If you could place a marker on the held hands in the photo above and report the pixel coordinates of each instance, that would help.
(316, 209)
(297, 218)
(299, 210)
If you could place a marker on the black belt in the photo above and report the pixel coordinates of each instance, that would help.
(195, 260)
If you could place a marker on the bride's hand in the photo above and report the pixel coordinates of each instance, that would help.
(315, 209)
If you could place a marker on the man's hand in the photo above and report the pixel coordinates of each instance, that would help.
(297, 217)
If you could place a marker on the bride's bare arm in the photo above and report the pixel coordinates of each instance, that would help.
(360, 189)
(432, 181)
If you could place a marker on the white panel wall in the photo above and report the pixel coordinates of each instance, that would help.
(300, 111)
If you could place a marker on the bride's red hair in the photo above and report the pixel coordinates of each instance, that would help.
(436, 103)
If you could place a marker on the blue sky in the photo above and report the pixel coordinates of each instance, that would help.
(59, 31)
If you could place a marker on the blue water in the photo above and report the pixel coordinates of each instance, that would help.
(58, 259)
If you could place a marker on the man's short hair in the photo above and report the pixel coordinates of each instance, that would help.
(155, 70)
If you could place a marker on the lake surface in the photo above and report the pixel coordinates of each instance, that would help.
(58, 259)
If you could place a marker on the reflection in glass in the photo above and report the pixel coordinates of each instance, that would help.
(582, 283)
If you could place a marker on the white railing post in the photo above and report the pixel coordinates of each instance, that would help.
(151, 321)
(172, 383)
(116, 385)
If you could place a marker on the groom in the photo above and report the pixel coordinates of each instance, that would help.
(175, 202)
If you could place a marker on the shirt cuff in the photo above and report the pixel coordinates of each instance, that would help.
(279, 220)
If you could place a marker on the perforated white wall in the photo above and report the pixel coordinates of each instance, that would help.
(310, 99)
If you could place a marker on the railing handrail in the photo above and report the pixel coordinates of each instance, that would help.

● REQUIRED ACTION: All the entries above must be repeated exactly as they were given.

● EXERCISE SOLUTION:
If you could place a marker on the held hands in the photo above and report the pixel coordinates of each instance, that would help.
(316, 209)
(297, 218)
(299, 210)
If you could place a marker on the black belt in the photo above and report the pixel coordinates of each instance, that would help.
(195, 260)
If you could place a marker on the bride's hand in the photo above and report the pixel coordinates of each instance, that would help.
(315, 209)
If you could place a marker on the man's hand in the photo above and report the pixel coordinates of each instance, that would help.
(297, 217)
If you could place a marker on the bride's bare arm in the photo above and report the pixel coordinates of each instance, that would help.
(360, 189)
(432, 181)
If you could place a marker on the white panel wall in the photo above and report the pixel coordinates of each instance, that would help.
(300, 111)
If you could place a marker on the bride's red hair in the photo above and report the pixel coordinates of each instance, that would help.
(436, 103)
If you could place a marker on the blue sky in the photo above and report the pixel coordinates of each instance, that would help.
(59, 31)
If you could place a marker on the blue water in the photo above and report the pixel coordinates of each instance, that would help.
(58, 259)
If you could place a marker on the man's short hair in the photo above and report the pixel coordinates of each instance, that would help.
(155, 70)
If you could place a marker on the lake surface in the photo above and report the pixel coordinates of each instance, that would help.
(58, 259)
If you could place a marker on the reflection in glass in the photo above and report the pixel coordinates of each instance, that would help.
(582, 283)
If you could place a marker on the white railing post in the photo above and report the pixel coordinates of each instance, that would help.
(151, 321)
(172, 383)
(116, 385)
If you could place a marker on the groom in the photo above and report the pixel coordinates of each instance, that would help.
(175, 202)
If you could place a marker on the shirt cuff in the photo above and report the pixel coordinates of each instance, that would help.
(279, 220)
If you could place a marker on the perforated white wall in the photo above and report the pixel coordinates of each instance, that would help.
(310, 99)
If you could place a marker on the railing handrail in the photo above and report the pixel coordinates of each instance, that would help.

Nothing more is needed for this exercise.